#### Goal of the exercise:
Could you print the lines below unchanged, from the line containing "Draw the outline of every instance of the dark" through the line containing "Target: dark trousers", both included?

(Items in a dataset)
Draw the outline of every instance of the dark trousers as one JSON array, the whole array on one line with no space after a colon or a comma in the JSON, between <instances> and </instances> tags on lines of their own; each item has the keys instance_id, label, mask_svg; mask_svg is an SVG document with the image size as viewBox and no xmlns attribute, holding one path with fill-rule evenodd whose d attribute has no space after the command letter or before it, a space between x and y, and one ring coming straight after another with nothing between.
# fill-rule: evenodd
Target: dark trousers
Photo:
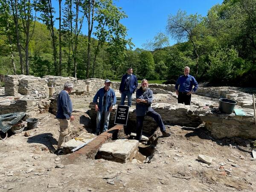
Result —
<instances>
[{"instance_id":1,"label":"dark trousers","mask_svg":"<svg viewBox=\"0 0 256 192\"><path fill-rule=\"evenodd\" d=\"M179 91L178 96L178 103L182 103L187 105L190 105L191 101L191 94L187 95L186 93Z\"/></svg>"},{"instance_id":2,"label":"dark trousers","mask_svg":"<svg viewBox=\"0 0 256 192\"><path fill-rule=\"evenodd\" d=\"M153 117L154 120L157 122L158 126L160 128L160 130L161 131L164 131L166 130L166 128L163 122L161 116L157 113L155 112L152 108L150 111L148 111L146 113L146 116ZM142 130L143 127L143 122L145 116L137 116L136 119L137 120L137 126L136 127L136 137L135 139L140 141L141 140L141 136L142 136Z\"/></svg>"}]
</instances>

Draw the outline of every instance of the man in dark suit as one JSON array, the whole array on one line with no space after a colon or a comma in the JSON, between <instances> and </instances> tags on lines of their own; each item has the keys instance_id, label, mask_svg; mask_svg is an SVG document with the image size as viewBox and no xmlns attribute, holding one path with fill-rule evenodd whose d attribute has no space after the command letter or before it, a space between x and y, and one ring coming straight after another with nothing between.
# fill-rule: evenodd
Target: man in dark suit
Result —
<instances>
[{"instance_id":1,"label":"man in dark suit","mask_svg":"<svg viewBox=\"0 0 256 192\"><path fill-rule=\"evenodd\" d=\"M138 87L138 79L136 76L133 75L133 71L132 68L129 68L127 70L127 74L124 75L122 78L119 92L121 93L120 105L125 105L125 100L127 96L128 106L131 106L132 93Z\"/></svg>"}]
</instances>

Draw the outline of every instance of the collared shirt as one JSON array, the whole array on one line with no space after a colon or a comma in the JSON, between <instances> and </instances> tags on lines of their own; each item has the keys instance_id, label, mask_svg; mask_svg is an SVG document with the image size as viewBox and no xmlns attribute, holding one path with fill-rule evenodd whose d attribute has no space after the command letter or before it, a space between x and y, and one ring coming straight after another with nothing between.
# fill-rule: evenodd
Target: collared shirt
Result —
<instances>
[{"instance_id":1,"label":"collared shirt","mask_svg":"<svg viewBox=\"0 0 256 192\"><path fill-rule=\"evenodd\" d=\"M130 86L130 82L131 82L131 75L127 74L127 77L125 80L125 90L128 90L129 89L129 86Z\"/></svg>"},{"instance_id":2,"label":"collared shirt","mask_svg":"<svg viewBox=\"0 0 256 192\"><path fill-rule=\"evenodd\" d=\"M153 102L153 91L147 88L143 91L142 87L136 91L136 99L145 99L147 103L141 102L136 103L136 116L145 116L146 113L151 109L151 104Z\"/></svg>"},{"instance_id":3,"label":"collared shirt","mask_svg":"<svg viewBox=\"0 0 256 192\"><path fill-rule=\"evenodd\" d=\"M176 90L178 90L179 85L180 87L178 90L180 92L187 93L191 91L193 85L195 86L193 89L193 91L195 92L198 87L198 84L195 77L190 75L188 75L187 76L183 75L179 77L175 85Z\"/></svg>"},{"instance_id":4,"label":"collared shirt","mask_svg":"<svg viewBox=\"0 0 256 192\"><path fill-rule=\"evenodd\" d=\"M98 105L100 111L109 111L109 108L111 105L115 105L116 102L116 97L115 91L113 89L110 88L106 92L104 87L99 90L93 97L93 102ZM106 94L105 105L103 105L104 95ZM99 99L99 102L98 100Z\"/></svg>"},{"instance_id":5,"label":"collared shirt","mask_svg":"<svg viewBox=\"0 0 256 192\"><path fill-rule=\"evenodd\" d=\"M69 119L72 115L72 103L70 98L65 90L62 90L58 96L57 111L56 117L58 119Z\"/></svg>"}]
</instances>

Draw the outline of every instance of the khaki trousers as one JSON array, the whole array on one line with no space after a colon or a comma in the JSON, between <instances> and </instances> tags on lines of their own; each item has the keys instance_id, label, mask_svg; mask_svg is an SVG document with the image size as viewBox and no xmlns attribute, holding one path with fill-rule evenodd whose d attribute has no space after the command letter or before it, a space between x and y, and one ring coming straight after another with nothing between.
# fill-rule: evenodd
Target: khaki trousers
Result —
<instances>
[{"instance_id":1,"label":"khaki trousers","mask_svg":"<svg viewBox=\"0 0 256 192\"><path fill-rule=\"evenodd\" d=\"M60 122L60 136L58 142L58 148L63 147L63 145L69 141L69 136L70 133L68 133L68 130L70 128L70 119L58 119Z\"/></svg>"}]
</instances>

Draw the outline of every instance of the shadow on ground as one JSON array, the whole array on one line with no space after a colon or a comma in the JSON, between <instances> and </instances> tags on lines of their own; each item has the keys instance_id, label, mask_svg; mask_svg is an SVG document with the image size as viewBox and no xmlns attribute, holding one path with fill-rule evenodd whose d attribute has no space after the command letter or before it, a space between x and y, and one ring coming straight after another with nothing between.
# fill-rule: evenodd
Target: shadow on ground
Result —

==

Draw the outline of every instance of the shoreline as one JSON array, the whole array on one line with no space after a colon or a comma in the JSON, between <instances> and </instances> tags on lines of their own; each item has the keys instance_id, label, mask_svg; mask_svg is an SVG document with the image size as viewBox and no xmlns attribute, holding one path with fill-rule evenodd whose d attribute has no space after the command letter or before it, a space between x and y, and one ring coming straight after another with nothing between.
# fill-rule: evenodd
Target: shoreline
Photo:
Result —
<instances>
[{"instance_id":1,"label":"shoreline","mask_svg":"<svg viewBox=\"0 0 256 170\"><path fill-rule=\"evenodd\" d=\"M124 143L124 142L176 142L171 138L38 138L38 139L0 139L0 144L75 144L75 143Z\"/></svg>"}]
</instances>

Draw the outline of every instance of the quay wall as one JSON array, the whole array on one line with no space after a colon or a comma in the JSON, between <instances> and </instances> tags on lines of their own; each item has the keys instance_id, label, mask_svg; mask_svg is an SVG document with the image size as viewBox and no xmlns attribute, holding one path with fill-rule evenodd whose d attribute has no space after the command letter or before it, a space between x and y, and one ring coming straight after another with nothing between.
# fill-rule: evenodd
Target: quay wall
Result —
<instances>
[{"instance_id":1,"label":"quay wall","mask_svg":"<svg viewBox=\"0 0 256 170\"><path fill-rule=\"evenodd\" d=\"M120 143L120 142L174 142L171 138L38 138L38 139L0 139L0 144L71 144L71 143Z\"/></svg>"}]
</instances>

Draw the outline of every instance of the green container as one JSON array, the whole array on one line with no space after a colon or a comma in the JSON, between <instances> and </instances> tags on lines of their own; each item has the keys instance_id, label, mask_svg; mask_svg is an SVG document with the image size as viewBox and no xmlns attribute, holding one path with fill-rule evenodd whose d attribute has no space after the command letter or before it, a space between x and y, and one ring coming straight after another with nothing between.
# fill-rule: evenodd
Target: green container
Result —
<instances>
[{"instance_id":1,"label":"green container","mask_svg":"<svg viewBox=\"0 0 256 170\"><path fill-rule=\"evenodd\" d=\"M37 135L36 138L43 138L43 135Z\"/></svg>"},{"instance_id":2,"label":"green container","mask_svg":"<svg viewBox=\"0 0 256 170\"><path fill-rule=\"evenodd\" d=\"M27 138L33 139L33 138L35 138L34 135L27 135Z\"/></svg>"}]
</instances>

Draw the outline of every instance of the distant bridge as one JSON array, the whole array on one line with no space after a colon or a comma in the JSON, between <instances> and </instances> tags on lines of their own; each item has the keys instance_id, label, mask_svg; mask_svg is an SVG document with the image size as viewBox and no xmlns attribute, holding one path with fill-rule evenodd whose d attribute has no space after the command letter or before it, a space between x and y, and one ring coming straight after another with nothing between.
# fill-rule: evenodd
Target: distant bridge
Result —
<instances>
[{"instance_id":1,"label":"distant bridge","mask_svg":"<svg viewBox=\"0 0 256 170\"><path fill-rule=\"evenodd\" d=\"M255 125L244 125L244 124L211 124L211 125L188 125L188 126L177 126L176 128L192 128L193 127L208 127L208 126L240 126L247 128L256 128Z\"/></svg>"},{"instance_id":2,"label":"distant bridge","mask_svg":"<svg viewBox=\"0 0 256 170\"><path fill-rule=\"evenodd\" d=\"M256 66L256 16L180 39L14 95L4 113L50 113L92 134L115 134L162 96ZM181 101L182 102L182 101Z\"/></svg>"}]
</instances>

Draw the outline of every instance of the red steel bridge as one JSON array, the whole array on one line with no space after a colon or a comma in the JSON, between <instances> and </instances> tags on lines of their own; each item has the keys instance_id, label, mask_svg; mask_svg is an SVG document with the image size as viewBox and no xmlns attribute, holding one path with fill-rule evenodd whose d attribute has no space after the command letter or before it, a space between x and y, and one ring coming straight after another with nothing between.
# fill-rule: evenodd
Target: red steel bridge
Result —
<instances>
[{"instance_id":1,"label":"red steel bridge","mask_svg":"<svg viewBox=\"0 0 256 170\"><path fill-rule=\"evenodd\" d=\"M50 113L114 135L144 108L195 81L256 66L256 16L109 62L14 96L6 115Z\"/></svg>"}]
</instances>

#### Answer to this exercise:
Draw the outline of every instance of the dark trousers as one JSON array, the whole array on one line with no space after a colon or a comma in the JSON, between <instances> and </instances> tags on lines of their own; each item has the keys instance_id, label, mask_svg; mask_svg is an SVG document with the image size as viewBox and no xmlns attribute, holding one path with fill-rule evenodd whose d attribute has no space after the command letter or before it, a space between x and y, and one ring coming straight after another with nothing between.
# fill-rule: evenodd
Target: dark trousers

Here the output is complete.